WHAT IS EXPECTED
Put the lines of the entries below, from the line containing "Find the oval" through the line containing "79L175 75L203 75L229", into a numbered list with blank lines omitted. Include both of those lines and nothing outside that stretch.

------ DATA FOR PROCESSING

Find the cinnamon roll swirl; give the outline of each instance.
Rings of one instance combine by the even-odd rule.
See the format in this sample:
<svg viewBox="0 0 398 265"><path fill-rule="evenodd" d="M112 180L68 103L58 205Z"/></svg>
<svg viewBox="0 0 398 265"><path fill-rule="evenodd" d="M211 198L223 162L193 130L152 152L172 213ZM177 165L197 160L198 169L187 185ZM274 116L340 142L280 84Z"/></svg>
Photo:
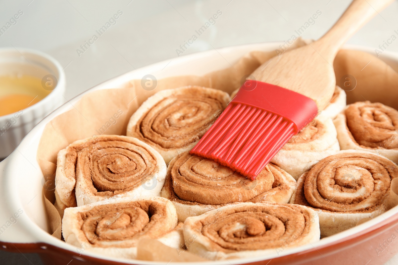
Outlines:
<svg viewBox="0 0 398 265"><path fill-rule="evenodd" d="M334 119L345 107L346 102L345 91L336 85L332 99L322 111L322 114L325 117Z"/></svg>
<svg viewBox="0 0 398 265"><path fill-rule="evenodd" d="M225 92L196 86L160 91L131 116L127 135L152 146L168 164L192 149L230 100Z"/></svg>
<svg viewBox="0 0 398 265"><path fill-rule="evenodd" d="M81 253L134 259L141 239L178 246L181 239L174 232L177 225L176 209L164 198L113 198L66 209L62 234L65 242Z"/></svg>
<svg viewBox="0 0 398 265"><path fill-rule="evenodd" d="M242 203L187 218L188 250L209 259L278 254L319 240L318 215L302 205Z"/></svg>
<svg viewBox="0 0 398 265"><path fill-rule="evenodd" d="M296 181L268 164L254 181L214 161L188 152L169 164L162 196L175 206L179 221L228 204L289 202Z"/></svg>
<svg viewBox="0 0 398 265"><path fill-rule="evenodd" d="M77 141L58 153L57 206L63 209L113 196L158 196L166 170L159 153L132 137Z"/></svg>
<svg viewBox="0 0 398 265"><path fill-rule="evenodd" d="M330 236L379 215L396 195L391 180L398 167L368 152L345 150L321 160L297 181L290 203L311 207L319 216L321 234Z"/></svg>
<svg viewBox="0 0 398 265"><path fill-rule="evenodd" d="M312 166L340 150L333 122L323 114L293 136L271 162L296 180Z"/></svg>
<svg viewBox="0 0 398 265"><path fill-rule="evenodd" d="M371 152L398 163L398 111L358 102L347 106L334 122L341 150Z"/></svg>

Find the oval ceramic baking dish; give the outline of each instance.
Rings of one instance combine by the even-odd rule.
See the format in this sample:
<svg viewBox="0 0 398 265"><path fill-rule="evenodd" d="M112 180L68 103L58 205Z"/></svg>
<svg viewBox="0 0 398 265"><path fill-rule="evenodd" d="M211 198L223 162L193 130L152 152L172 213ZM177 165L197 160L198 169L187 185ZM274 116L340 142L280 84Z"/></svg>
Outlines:
<svg viewBox="0 0 398 265"><path fill-rule="evenodd" d="M230 63L237 62L250 52L274 50L280 44L265 43L230 47L160 62L96 86L53 112L0 163L0 247L10 251L39 252L46 264L165 264L112 258L88 252L80 255L75 247L49 233L51 224L46 217L42 195L45 181L36 159L45 127L55 116L73 108L71 103L75 104L83 95L94 90L125 87L130 80L140 79L148 73L158 79L176 75L203 75L229 67ZM345 48L373 52L373 49L364 47L347 45ZM396 70L398 54L385 52L382 55L380 58ZM267 264L269 262L269 264L381 265L398 252L398 240L391 239L393 234L398 234L398 207L342 233L312 245L288 249L279 255L209 261L205 264ZM380 248L382 244L384 247Z"/></svg>

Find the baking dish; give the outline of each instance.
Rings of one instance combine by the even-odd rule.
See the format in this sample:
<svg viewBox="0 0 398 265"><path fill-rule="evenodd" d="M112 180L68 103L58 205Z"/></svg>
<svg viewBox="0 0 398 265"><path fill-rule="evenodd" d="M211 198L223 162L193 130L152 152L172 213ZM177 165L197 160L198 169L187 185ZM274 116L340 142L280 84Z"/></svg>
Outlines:
<svg viewBox="0 0 398 265"><path fill-rule="evenodd" d="M158 79L175 75L203 75L229 67L230 64L251 51L273 50L281 43L230 47L160 62L96 86L71 100L70 103L76 103L83 95L95 90L125 87L129 81L141 79L148 73ZM347 45L345 48L373 52L372 49L358 46ZM380 58L396 70L398 54L384 52ZM46 124L72 108L68 103L51 113L27 135L12 154L0 163L0 246L10 251L39 252L45 264L165 264L80 253L75 247L49 233L50 224L46 217L42 192L45 180L36 160L37 148ZM312 245L288 249L266 258L211 261L206 264L383 264L398 252L398 240L394 240L398 234L397 221L398 207L395 207L373 219Z"/></svg>

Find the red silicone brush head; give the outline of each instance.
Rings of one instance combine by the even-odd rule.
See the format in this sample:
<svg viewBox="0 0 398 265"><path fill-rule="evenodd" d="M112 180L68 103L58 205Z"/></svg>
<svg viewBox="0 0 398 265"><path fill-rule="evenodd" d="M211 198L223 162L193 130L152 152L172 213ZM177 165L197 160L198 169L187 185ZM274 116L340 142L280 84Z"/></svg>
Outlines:
<svg viewBox="0 0 398 265"><path fill-rule="evenodd" d="M314 101L280 87L248 80L191 151L254 180L318 113Z"/></svg>

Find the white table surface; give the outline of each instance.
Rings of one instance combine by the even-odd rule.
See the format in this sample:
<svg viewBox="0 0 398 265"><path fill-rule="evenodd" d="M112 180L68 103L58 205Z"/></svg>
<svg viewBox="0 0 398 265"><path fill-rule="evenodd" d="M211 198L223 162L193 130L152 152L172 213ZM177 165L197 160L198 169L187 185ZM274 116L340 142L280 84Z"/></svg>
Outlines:
<svg viewBox="0 0 398 265"><path fill-rule="evenodd" d="M35 49L54 57L65 68L64 96L70 99L135 68L176 57L176 49L217 10L222 15L216 23L199 36L184 55L231 45L286 40L319 10L321 15L302 35L305 39L317 39L332 26L350 2L1 0L0 27L19 10L23 15L0 36L0 47ZM79 56L76 50L80 45L94 34L98 35L96 31L118 10L123 14L116 24ZM398 36L394 31L398 31L397 11L396 1L348 43L376 49L392 35ZM398 52L398 41L387 50ZM7 264L22 264L10 258ZM386 264L398 264L398 256Z"/></svg>

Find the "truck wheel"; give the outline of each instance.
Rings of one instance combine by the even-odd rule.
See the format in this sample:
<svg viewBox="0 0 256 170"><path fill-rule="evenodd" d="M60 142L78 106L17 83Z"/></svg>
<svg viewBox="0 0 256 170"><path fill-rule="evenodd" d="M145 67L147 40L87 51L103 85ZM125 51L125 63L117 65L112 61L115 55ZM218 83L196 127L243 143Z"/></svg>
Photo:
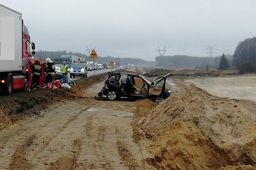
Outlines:
<svg viewBox="0 0 256 170"><path fill-rule="evenodd" d="M25 92L27 90L27 86L29 84L29 81L27 77L27 75L25 74L24 77L25 77L25 82L24 83L24 87L23 87L22 90L24 91Z"/></svg>
<svg viewBox="0 0 256 170"><path fill-rule="evenodd" d="M119 98L119 96L116 91L110 89L107 93L107 98L110 100L116 100Z"/></svg>
<svg viewBox="0 0 256 170"><path fill-rule="evenodd" d="M9 73L6 79L6 84L3 91L5 95L9 95L12 94L12 74Z"/></svg>

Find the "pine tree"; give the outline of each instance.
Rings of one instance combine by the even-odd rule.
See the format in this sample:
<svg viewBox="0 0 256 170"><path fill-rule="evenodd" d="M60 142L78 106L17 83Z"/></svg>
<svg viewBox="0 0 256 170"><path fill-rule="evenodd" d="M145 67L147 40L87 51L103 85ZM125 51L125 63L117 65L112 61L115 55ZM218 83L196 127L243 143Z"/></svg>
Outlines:
<svg viewBox="0 0 256 170"><path fill-rule="evenodd" d="M221 58L221 61L219 64L219 70L227 70L228 66L227 65L227 60L225 56L224 53L222 55Z"/></svg>

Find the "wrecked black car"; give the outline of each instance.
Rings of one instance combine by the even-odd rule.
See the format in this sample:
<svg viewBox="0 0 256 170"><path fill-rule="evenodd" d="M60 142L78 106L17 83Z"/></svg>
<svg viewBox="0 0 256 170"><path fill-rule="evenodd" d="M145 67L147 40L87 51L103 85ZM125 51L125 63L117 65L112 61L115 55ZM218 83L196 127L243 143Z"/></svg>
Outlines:
<svg viewBox="0 0 256 170"><path fill-rule="evenodd" d="M109 72L104 87L95 98L106 99L104 96L111 100L118 100L121 97L148 98L159 104L173 93L171 90L165 88L166 78L171 75L170 73L158 77L150 82L139 74Z"/></svg>

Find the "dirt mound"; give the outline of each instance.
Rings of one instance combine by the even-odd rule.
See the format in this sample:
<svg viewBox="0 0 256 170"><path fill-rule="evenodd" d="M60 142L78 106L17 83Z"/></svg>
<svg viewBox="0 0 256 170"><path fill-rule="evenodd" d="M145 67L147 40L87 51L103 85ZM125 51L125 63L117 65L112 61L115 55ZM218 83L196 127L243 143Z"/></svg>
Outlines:
<svg viewBox="0 0 256 170"><path fill-rule="evenodd" d="M256 167L256 108L194 85L184 88L144 117L135 113L140 133L152 140L149 163L159 169Z"/></svg>
<svg viewBox="0 0 256 170"><path fill-rule="evenodd" d="M251 165L227 166L226 167L222 167L219 169L219 170L255 170L256 168Z"/></svg>

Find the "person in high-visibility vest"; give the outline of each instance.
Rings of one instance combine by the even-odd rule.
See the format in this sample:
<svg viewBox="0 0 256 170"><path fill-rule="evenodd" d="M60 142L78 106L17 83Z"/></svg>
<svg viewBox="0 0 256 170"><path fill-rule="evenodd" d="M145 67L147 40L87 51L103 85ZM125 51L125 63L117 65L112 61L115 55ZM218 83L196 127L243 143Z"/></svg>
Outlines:
<svg viewBox="0 0 256 170"><path fill-rule="evenodd" d="M68 77L67 77L67 70L68 70L68 66L67 65L67 62L65 61L63 62L63 66L62 67L62 83L67 83L68 84Z"/></svg>
<svg viewBox="0 0 256 170"><path fill-rule="evenodd" d="M42 66L40 65L40 60L38 58L35 58L34 63L33 64L31 67L31 72L33 76L32 76L30 88L31 90L33 90L34 88L36 88L37 89L39 89L40 85L40 76L42 75Z"/></svg>
<svg viewBox="0 0 256 170"><path fill-rule="evenodd" d="M47 75L45 77L46 83L52 83L52 75L55 74L55 65L54 62L49 58L45 60L46 65L44 70L46 72Z"/></svg>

------------

REPLY TO THE TASK
1. Find the oval ceramic baking dish; give the outline of each instance.
2. Rings of one instance combine by the even-odd rule.
3. See the format in this sample:
4. <svg viewBox="0 0 398 265"><path fill-rule="evenodd" d="M112 180L68 103L58 205Z"/></svg>
5. <svg viewBox="0 0 398 265"><path fill-rule="evenodd" d="M211 198L223 162L193 130L152 152L172 213ZM177 165L197 160L198 169L187 185ZM274 116L340 142L280 84Z"/></svg>
6. Outlines:
7. <svg viewBox="0 0 398 265"><path fill-rule="evenodd" d="M230 63L237 62L250 52L274 50L280 44L265 43L230 47L160 62L96 86L53 112L0 163L0 247L10 251L39 252L46 264L165 264L112 258L88 252L80 255L75 247L49 233L51 224L46 217L42 195L45 181L36 159L45 127L55 116L73 108L71 103L75 104L83 95L94 90L125 87L130 80L140 79L148 73L158 79L176 75L203 75L229 67ZM345 48L373 52L373 49L364 47L347 45ZM396 70L398 54L385 52L382 55L380 58ZM267 264L269 262L269 264L381 265L398 252L398 240L391 239L393 234L398 234L398 207L342 233L312 245L288 249L279 255L209 261L205 264ZM380 248L382 244L384 247Z"/></svg>
8. Find the baking dish; give the outline of each instance.
9. Rings of one instance combine by the even-odd rule.
10. See the format in this sample:
11. <svg viewBox="0 0 398 265"><path fill-rule="evenodd" d="M112 180L68 103L58 205Z"/></svg>
12. <svg viewBox="0 0 398 265"><path fill-rule="evenodd" d="M211 198L223 162L193 130L152 152L172 213ZM177 165L197 160L198 169L187 185ZM274 116L340 142L280 84Z"/></svg>
13. Outlines:
14. <svg viewBox="0 0 398 265"><path fill-rule="evenodd" d="M158 79L175 75L203 75L229 67L230 64L251 51L273 50L281 43L230 47L160 62L96 86L71 100L70 103L76 103L83 95L95 90L125 87L129 81L141 79L148 73ZM347 45L345 48L373 52L372 49L358 46ZM380 58L396 70L398 54L384 52ZM46 124L72 108L68 103L51 113L27 135L12 154L0 163L0 246L10 251L39 252L45 264L165 264L80 253L75 247L49 233L50 224L46 217L42 192L45 180L36 160L37 148ZM312 245L288 249L266 258L211 261L206 264L383 264L398 252L398 240L394 240L398 234L397 221L398 207L395 207L373 219Z"/></svg>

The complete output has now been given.